─── MATERIAL FOR THE TASK

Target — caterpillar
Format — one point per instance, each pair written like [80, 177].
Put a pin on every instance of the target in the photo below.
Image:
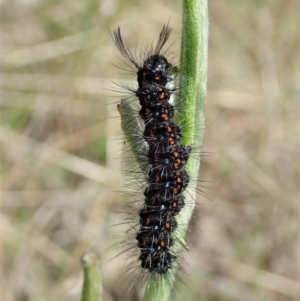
[165, 157]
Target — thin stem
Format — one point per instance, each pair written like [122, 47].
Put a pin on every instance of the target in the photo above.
[190, 114]
[92, 285]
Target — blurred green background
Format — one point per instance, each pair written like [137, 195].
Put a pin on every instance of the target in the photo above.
[60, 149]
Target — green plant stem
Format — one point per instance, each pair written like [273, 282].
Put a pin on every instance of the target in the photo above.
[191, 116]
[92, 285]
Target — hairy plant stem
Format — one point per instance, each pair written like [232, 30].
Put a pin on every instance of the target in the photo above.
[190, 114]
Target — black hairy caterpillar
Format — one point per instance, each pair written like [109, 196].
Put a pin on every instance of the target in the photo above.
[166, 177]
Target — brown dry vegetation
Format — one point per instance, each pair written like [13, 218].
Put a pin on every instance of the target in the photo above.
[59, 158]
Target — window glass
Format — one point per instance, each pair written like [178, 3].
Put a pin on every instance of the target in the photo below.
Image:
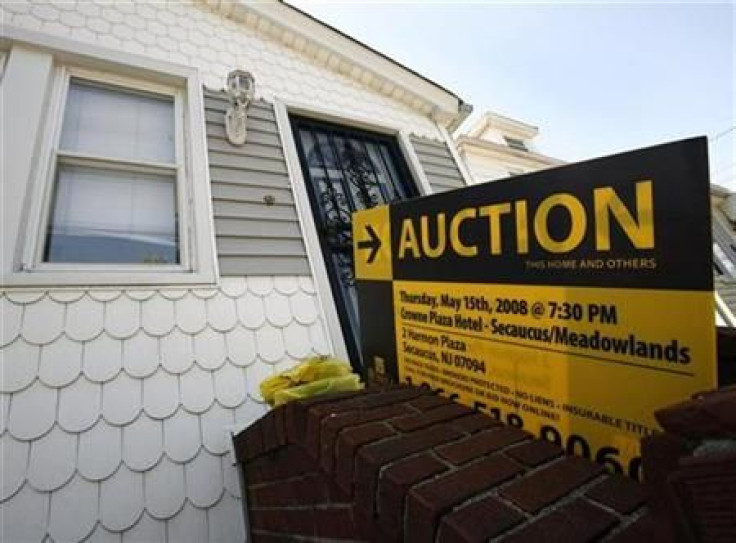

──────

TASK TO COMPLETE → Pull every line containing the word "each" out of the material.

PROBLEM SOLUTION →
Format — one point per instance, each pair written like [80, 177].
Format — one point per instance, each pair written like [122, 47].
Format — one point per instance, each pair written like [137, 195].
Format — one point per instance, each pair written like [273, 282].
Format — one point per instance, each pair written like [232, 30].
Format — one point per instance, each pair written like [109, 196].
Format — one point per instance, each pair written like [13, 218].
Format — one point per instance, each pair written like [178, 3].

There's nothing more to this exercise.